### Tarea 1
Reproduce sin cambios, del fragmento sobre física cuántica, todo lo que va desde "(a)   Las partículas" hasta "determinaría dicha interacción.".

### Fragmento fuente
━━━━━━━━━━━━━━━━━━━━━━━━━━━━━━

La constelación de la física cuántica.  Mientras que los trabajos de Einstein y Hubble daban un fuerte envión al estudio de las macroestructuras del universo, paralelamente (en la misma década del ’20) la física experimentaba una revolución en el campo del estudio del universo subatómico con  figuras tales como Niels Bohr, Erwin Schrödinger, Werner Heisenberg, Paul Dirac y Wolfgang Pauli entre otros.  La investigación se concentraba en los elementos o eventos básicos (invisibles) que sostienen la realidad toda, continuando la pesquisa iniciada por los filósofos griegos presocráticos. Su resultado fue la denominada física cuántica, cuyas teorías sobre la energía y la materia no armonizaban con los supuestos elaborados por Einstein. Esto llevó a unas de las búsquedas más fascinantes en la historia intelectual humana tras una “teoría de la gran unificación” (GUT, en inglés), incorporando la física cuántica en las distintas hipótesis cosmológicas. El físico Stephen Hawking es un ejemplo de ello, al igual que Steven Weinberg, Edward Witten, Martin Rees y otros.  Las siguientes teorías resumen las hipótesis centrales de la constelación cuántica[22]:

 

(a)   Las partículas intercambian fuerzas o energía en paquetes llamados “cuantos” –expresión acuñada por Max Planck. En el caso de la luz, por ejemplo, esos paquetes se denominan fotones y se comportan como partículas microscópicas. En principio se describe así la idea de fuerza independientemente de la teoría “geométrica” de Einstein donde la curvatura del espacio determinaría dicha interacción.

━━━━━━━━━━━━━━━━━━━━━━━━━━━━━━

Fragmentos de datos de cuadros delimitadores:
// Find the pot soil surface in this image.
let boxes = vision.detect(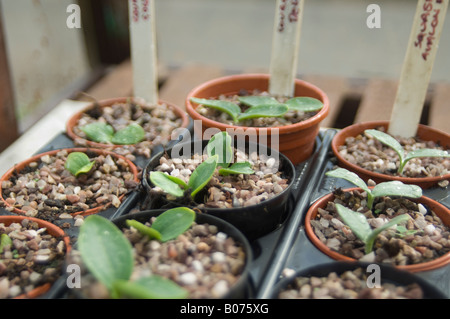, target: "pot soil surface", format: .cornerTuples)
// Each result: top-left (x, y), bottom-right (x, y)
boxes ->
(311, 189), (450, 266)
(0, 219), (67, 299)
(338, 127), (450, 186)
(278, 268), (424, 299)
(73, 101), (184, 160)
(150, 149), (289, 208)
(1, 150), (138, 222)
(71, 217), (246, 299)
(196, 89), (319, 127)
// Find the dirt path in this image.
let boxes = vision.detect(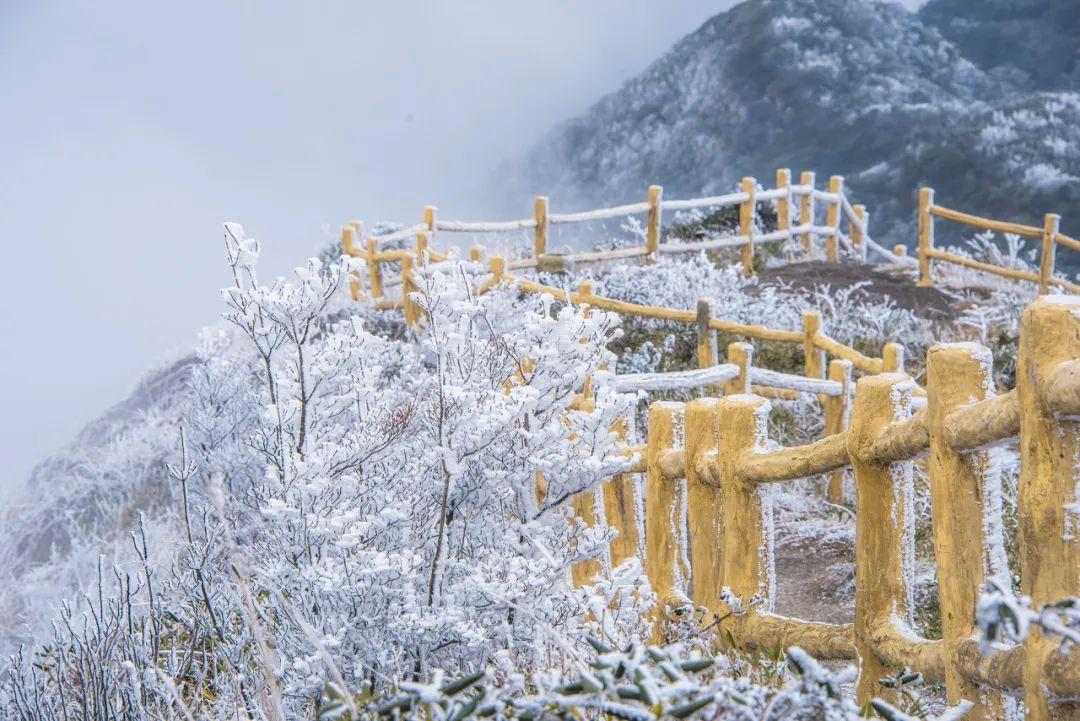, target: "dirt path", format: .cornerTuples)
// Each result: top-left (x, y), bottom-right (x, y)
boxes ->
(758, 260), (957, 321)
(775, 518), (855, 624)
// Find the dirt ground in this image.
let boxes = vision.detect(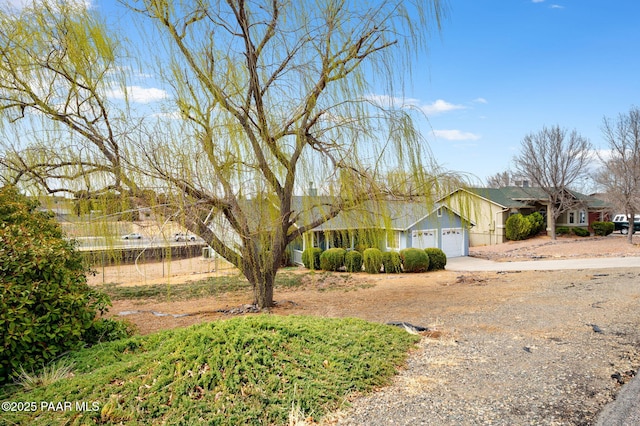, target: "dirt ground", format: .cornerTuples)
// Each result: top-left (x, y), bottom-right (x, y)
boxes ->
(99, 235), (640, 334)
(94, 235), (640, 426)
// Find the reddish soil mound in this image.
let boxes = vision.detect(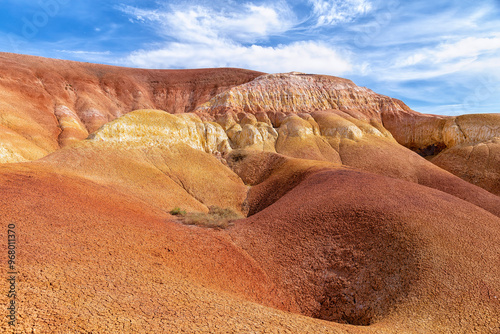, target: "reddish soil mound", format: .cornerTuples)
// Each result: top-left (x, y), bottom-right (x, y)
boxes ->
(229, 163), (500, 333)
(0, 53), (262, 159)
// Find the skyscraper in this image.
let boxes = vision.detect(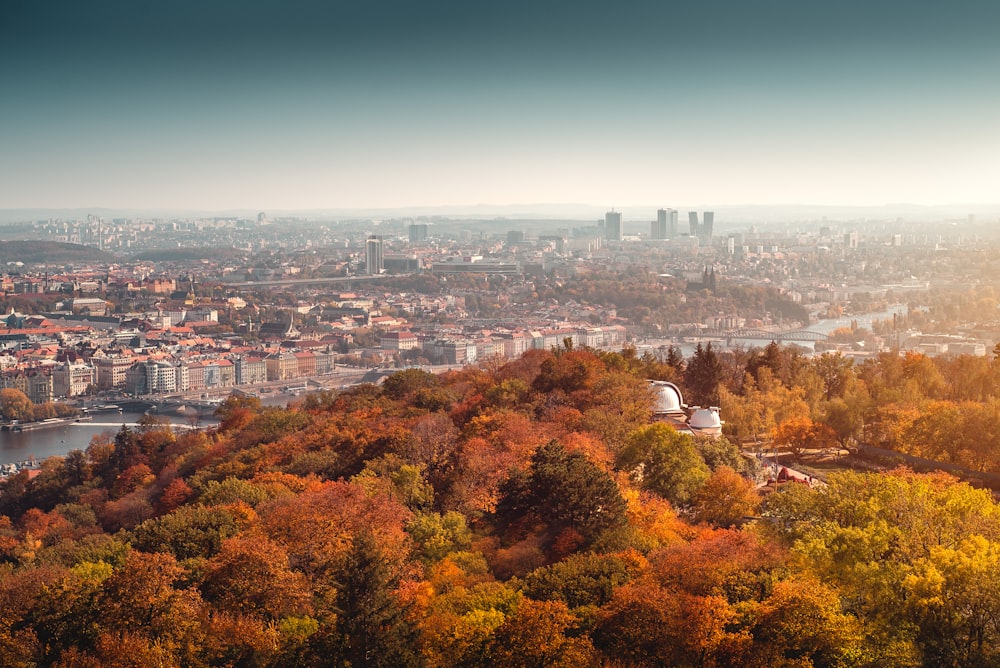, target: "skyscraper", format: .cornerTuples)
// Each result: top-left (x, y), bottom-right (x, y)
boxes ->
(604, 211), (622, 241)
(365, 234), (385, 275)
(410, 223), (427, 242)
(649, 209), (668, 239)
(698, 211), (715, 246)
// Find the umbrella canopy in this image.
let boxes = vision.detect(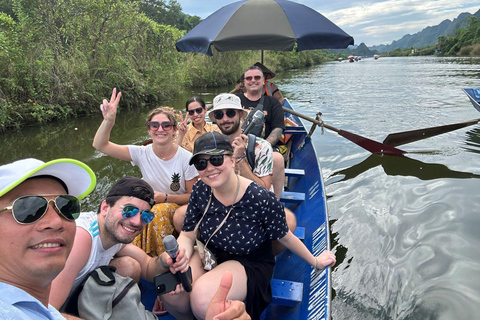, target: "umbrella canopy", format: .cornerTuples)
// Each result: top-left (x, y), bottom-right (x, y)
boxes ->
(176, 0), (353, 55)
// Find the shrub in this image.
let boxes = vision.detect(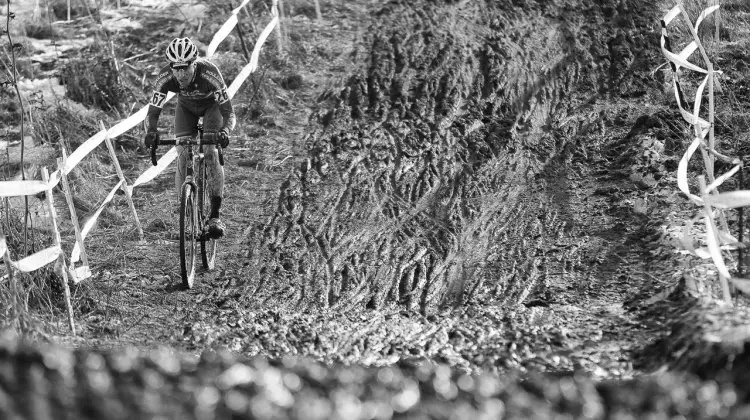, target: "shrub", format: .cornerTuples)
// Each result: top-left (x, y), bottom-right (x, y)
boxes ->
(61, 51), (126, 112)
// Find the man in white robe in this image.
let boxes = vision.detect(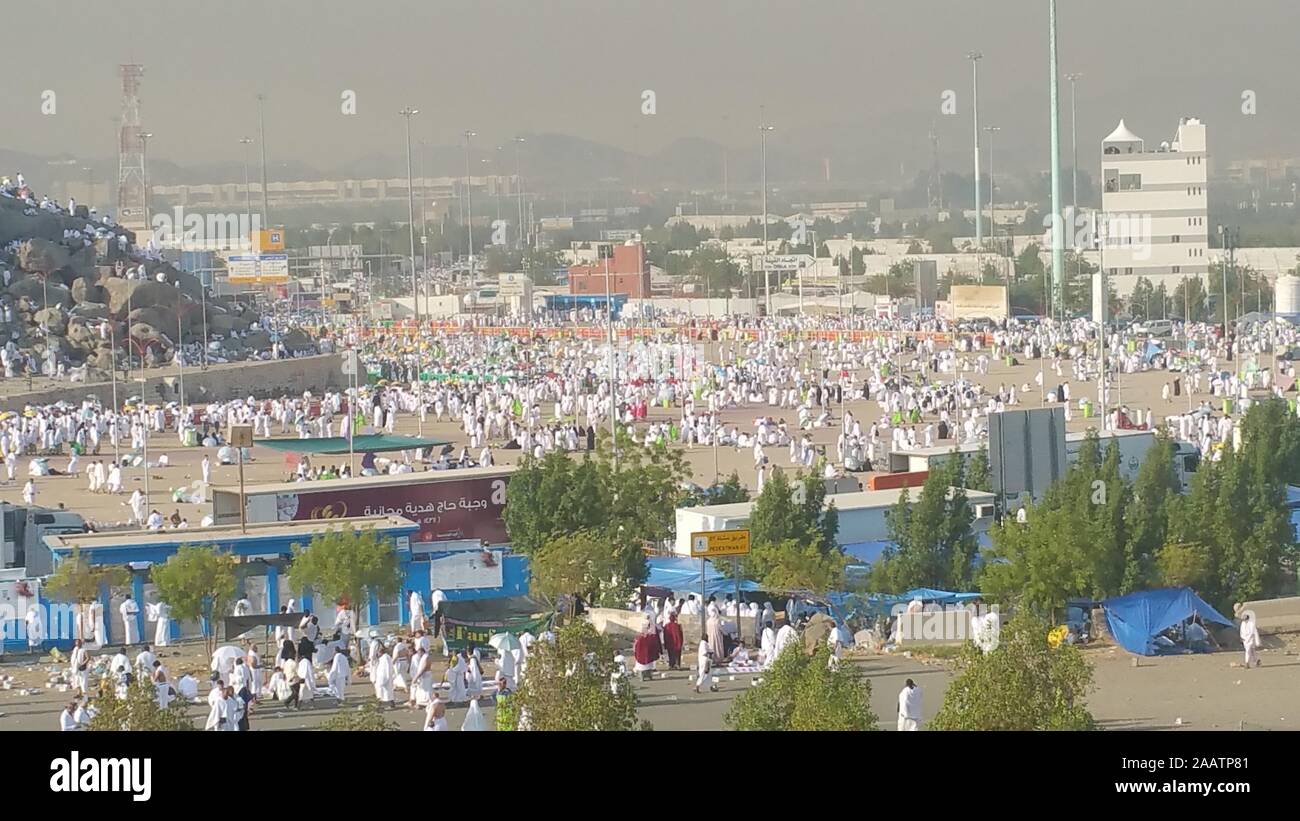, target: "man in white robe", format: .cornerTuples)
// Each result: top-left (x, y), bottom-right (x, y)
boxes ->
(497, 650), (519, 687)
(86, 599), (108, 647)
(117, 594), (140, 644)
(696, 639), (718, 692)
(329, 650), (352, 701)
(298, 656), (316, 701)
(1242, 613), (1264, 669)
(68, 639), (90, 695)
(135, 644), (157, 679)
(408, 590), (424, 633)
(371, 651), (394, 707)
(153, 601), (172, 647)
(203, 679), (226, 730)
(25, 604), (46, 652)
(758, 620), (776, 670)
(898, 678), (920, 733)
(772, 625), (796, 661)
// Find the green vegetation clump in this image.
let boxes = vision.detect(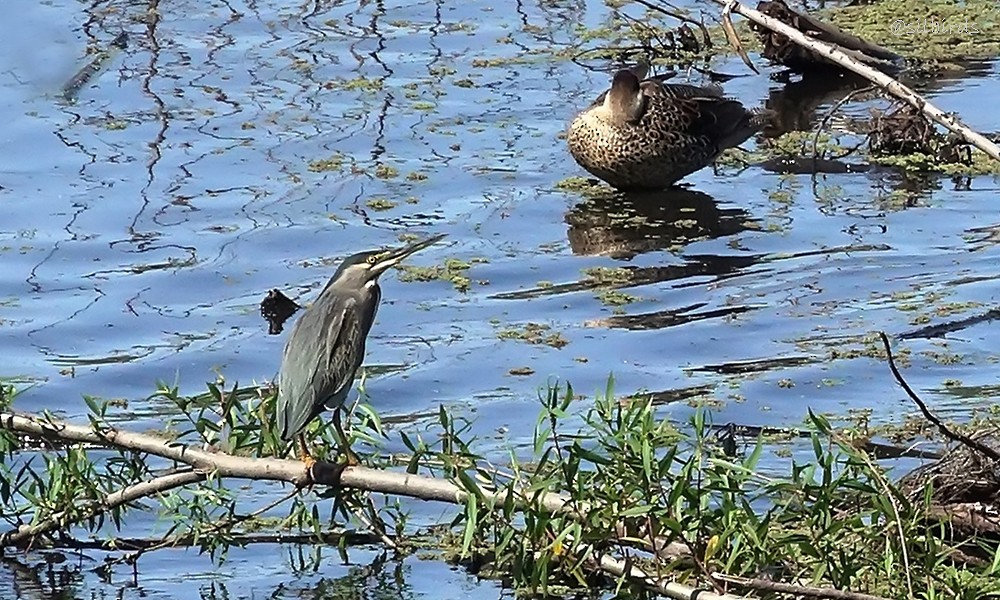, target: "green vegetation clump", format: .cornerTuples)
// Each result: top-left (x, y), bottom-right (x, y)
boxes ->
(396, 258), (478, 292)
(820, 0), (1000, 62)
(309, 152), (346, 173)
(497, 323), (569, 349)
(365, 198), (399, 211)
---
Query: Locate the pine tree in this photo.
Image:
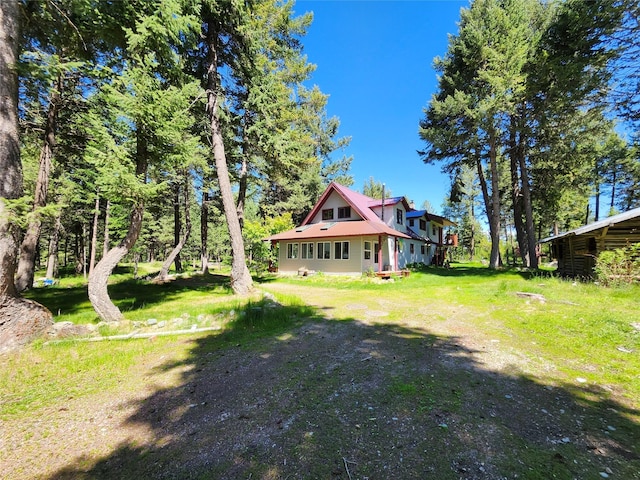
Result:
[0,0,52,352]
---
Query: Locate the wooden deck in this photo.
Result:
[376,270,411,280]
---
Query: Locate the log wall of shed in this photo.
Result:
[553,218,640,277]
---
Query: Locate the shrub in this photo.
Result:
[595,243,640,285]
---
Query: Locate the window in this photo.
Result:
[301,243,313,259]
[338,207,351,218]
[364,242,371,260]
[318,242,331,260]
[333,242,349,260]
[287,243,298,258]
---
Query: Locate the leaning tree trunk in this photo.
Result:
[102,199,111,257]
[16,74,62,292]
[206,20,253,295]
[88,135,148,322]
[509,121,530,267]
[489,126,500,269]
[200,188,209,274]
[154,176,191,282]
[89,192,100,275]
[46,210,62,278]
[0,0,52,353]
[88,202,144,322]
[172,183,186,277]
[518,144,538,268]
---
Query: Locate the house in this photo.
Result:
[267,182,454,275]
[539,208,640,277]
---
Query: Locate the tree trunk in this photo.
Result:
[102,200,111,257]
[88,202,144,322]
[88,129,149,322]
[469,198,476,262]
[46,209,62,278]
[518,144,538,268]
[206,20,253,295]
[236,120,249,230]
[0,0,52,353]
[89,192,100,275]
[172,183,184,277]
[509,117,530,267]
[489,126,500,269]
[16,74,63,292]
[200,188,209,274]
[154,176,191,282]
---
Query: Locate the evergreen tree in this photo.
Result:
[0,0,52,352]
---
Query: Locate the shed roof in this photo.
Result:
[538,208,640,243]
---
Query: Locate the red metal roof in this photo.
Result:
[267,220,411,241]
[302,182,382,225]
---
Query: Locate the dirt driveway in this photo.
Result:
[0,284,640,480]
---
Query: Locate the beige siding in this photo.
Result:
[278,237,368,273]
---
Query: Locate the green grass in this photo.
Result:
[272,264,640,408]
[5,264,640,479]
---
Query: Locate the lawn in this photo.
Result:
[0,265,640,479]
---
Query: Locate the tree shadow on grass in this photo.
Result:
[418,263,536,280]
[25,273,231,321]
[42,301,640,479]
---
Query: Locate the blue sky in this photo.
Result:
[295,0,469,213]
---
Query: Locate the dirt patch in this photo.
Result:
[0,285,640,480]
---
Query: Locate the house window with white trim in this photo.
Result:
[287,243,298,259]
[333,242,349,260]
[364,242,371,260]
[322,208,333,220]
[318,242,331,260]
[338,207,351,218]
[301,243,313,260]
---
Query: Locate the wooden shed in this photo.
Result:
[539,208,640,277]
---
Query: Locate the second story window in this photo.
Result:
[338,207,351,218]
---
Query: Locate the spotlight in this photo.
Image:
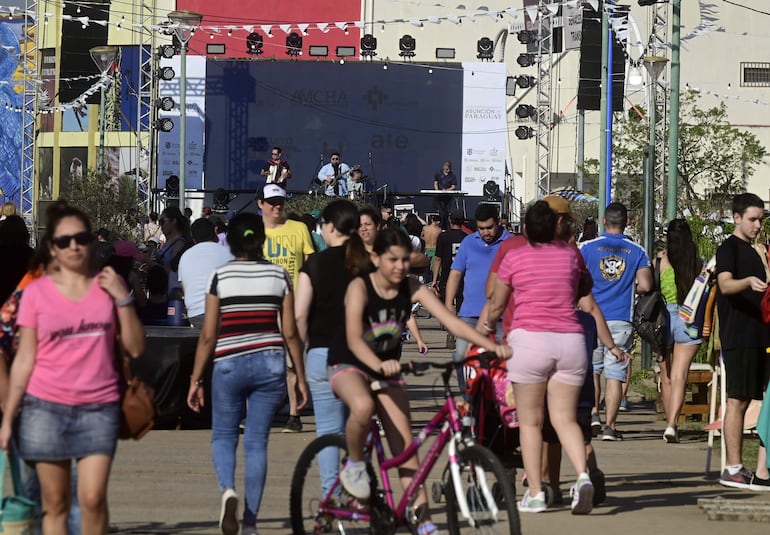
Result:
[155,97,176,111]
[516,104,537,120]
[158,67,176,81]
[286,32,302,57]
[516,30,537,45]
[155,117,174,132]
[166,175,179,197]
[307,45,329,57]
[514,126,535,140]
[516,54,537,67]
[246,32,264,56]
[361,33,377,58]
[476,37,495,61]
[158,45,176,59]
[398,34,417,58]
[516,74,535,89]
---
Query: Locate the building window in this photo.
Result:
[741,63,770,87]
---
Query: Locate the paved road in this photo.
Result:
[105,320,770,535]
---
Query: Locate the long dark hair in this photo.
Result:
[227,212,265,260]
[321,199,370,275]
[666,219,701,304]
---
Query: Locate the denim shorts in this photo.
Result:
[17,394,120,461]
[666,303,703,349]
[593,320,634,383]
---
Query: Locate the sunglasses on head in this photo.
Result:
[51,231,94,249]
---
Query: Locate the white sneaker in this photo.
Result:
[340,461,371,500]
[219,489,241,535]
[570,472,594,515]
[663,426,679,444]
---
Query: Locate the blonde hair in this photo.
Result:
[2,202,16,217]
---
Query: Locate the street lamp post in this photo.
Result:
[642,56,668,369]
[168,10,203,211]
[89,45,118,173]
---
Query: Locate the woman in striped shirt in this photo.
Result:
[187,212,308,535]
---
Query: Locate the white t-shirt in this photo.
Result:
[178,242,233,318]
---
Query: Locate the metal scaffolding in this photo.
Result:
[19,0,40,227]
[134,0,158,214]
[535,0,553,198]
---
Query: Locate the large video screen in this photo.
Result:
[205,60,463,193]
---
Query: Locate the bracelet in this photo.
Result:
[115,294,134,307]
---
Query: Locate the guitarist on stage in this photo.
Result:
[318,152,350,197]
[433,160,457,230]
[259,147,291,189]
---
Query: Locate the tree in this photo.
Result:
[612,91,767,218]
[60,168,143,239]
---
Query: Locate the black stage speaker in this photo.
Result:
[59,0,110,104]
[577,3,628,111]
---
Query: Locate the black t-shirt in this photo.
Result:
[436,228,467,288]
[300,245,353,347]
[716,235,770,349]
[327,275,412,379]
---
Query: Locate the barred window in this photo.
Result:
[741,63,770,87]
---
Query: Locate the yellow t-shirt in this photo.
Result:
[262,219,315,288]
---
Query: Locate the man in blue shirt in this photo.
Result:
[580,202,652,440]
[444,203,511,391]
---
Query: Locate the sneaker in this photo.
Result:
[340,461,371,500]
[518,489,548,513]
[281,415,302,433]
[719,466,754,489]
[570,472,594,515]
[663,426,679,444]
[588,468,607,507]
[219,489,241,535]
[602,425,623,442]
[591,412,602,438]
[749,474,770,492]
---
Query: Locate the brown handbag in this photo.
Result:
[117,344,158,440]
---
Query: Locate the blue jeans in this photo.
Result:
[305,347,346,496]
[211,348,286,526]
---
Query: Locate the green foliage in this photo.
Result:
[612,91,767,217]
[60,169,142,239]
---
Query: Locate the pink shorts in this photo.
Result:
[508,329,588,386]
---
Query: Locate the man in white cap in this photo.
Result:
[257,184,315,433]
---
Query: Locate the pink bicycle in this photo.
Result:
[289,356,521,535]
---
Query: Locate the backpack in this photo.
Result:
[631,258,669,354]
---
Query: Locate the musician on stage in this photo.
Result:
[318,151,350,197]
[259,147,291,189]
[433,160,457,230]
[347,165,366,199]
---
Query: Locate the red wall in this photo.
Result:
[177,0,362,61]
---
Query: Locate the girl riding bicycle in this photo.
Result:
[327,229,511,535]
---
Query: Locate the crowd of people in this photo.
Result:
[0,186,770,535]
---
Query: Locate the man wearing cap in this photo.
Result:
[177,217,233,329]
[259,147,291,188]
[257,184,315,433]
[580,202,652,441]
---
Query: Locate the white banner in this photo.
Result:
[460,62,508,195]
[562,4,583,50]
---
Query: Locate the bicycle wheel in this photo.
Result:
[289,435,371,535]
[445,444,521,535]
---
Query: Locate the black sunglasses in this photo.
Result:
[51,232,94,249]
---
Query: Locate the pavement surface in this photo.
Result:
[109,319,770,535]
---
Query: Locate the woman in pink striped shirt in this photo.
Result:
[485,201,594,514]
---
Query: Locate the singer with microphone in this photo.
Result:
[318,151,350,197]
[259,147,291,189]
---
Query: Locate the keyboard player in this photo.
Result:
[433,160,458,230]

━━━━━━━━━━━━━━━━━━━━━━━━━━━━━━

### Tarea 2
Reporta, copiada sin alteraciones, cada línea de las filas que contenga la cadena "hair". Se distingue entre mayúsculas y minúsculas.

### Resultado correcto 1
(a)   Las partículas intercambian fuerzas o energía en paquetes llamados “cuantos” –expresión acuñada por Max Planck. En el caso de la luz, por ejemplo, esos paquetes se denominan fotones y se comportan como partículas microscópicas. En principio se describe así la idea de fuerza independientemente de la teoría “geométrica” de Einstein donde la curvatura del espacio determinaría dicha interacción.

### Resultado correcto 2
Query: Locate the long dark hair in this photo.
Query: Locate the blonde hair in this photo.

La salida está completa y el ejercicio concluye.